**Exercise goal**
Lay out each of the rows below as a JSON list of strings, one string per line, skipping blank lines and leaving out the pictures.

**The input**
──────────

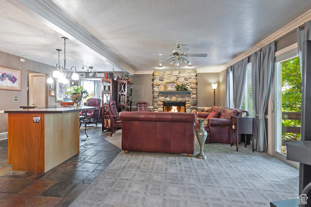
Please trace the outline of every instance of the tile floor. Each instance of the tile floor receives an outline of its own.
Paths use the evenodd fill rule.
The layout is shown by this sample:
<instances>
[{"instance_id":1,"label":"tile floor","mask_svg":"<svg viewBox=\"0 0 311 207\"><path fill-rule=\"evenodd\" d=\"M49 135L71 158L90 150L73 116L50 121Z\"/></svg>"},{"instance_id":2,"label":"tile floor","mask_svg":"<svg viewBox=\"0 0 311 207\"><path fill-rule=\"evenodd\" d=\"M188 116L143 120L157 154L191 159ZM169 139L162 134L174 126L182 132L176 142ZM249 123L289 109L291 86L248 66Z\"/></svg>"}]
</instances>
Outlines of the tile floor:
<instances>
[{"instance_id":1,"label":"tile floor","mask_svg":"<svg viewBox=\"0 0 311 207\"><path fill-rule=\"evenodd\" d=\"M46 173L12 171L7 140L0 141L0 206L68 206L121 151L91 124L80 136L80 152Z\"/></svg>"}]
</instances>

──────────

**Worked answer**
[
  "Please trace the outline of every instance of the tile floor. Each instance of the tile floor receives an outline of its own.",
  "Paths use the evenodd fill rule.",
  "The layout is shown by this sample:",
  "<instances>",
  "[{\"instance_id\":1,\"label\":\"tile floor\",\"mask_svg\":\"<svg viewBox=\\\"0 0 311 207\\\"><path fill-rule=\\\"evenodd\\\" d=\\\"M49 135L71 158L90 150L73 116L50 121Z\\\"/></svg>\"},{\"instance_id\":2,\"label\":\"tile floor\",\"mask_svg\":\"<svg viewBox=\\\"0 0 311 207\\\"><path fill-rule=\\\"evenodd\\\" d=\\\"M188 116L143 120L157 154L191 159ZM169 139L162 134L174 126L182 132L176 142ZM249 123L289 109L291 86L248 66Z\\\"/></svg>\"}]",
  "</instances>",
  "Outlines of the tile floor:",
  "<instances>",
  "[{\"instance_id\":1,\"label\":\"tile floor\",\"mask_svg\":\"<svg viewBox=\\\"0 0 311 207\\\"><path fill-rule=\\\"evenodd\\\" d=\\\"M46 173L12 171L7 140L0 141L0 206L68 206L121 151L91 124L80 136L80 152Z\\\"/></svg>\"}]",
  "</instances>"
]